WORK INSTRUCTIONS: Every line from the line containing "What is the bounding box of the finger?" through the final line below must be returned exactly, and no other line.

DATA LISTING:
··········
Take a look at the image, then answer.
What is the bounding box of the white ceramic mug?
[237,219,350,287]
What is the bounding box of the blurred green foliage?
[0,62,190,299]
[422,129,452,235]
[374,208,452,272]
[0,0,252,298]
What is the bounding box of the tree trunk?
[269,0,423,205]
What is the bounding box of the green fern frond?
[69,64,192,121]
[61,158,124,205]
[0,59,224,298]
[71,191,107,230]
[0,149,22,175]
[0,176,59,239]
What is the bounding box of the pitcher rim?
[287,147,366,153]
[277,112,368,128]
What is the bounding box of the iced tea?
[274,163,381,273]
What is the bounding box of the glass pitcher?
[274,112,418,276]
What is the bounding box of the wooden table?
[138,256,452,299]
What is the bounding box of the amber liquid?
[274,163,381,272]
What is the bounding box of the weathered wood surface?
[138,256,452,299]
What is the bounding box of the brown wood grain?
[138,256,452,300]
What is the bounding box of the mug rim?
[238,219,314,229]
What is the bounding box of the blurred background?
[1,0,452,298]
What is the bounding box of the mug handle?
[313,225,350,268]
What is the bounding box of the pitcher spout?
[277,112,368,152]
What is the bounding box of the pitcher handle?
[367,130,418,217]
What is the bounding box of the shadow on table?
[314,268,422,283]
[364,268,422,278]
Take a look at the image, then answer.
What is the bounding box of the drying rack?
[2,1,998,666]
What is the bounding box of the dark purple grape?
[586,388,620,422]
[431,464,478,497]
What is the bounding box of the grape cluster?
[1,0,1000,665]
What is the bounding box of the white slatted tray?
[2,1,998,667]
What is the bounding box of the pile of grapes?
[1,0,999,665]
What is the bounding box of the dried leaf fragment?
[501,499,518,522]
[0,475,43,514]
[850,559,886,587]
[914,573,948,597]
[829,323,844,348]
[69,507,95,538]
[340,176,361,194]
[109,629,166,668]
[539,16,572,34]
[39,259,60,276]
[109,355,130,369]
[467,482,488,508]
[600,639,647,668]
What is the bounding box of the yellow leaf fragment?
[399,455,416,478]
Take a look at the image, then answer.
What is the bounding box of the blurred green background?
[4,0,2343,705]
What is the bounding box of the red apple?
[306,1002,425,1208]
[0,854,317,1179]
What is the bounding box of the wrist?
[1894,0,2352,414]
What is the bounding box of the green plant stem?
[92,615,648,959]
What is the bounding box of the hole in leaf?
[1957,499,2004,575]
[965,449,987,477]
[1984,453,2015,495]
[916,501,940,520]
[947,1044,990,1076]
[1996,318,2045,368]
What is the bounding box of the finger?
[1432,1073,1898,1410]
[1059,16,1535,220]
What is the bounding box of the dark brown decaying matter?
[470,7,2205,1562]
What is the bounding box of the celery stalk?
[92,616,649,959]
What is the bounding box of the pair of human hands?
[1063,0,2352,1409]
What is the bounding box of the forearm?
··········
SOLUTION:
What is the bounding box of the finger?
[1432,1073,1898,1410]
[1059,16,1535,220]
What is the bounding box of the dark brown decaying matter?
[470,7,2205,1562]
What is the bounding box of the celery stalk?
[92,616,649,959]
What is the bounding box of the pair of human hands?
[1063,0,2352,1409]
What is the bounding box of the forearm?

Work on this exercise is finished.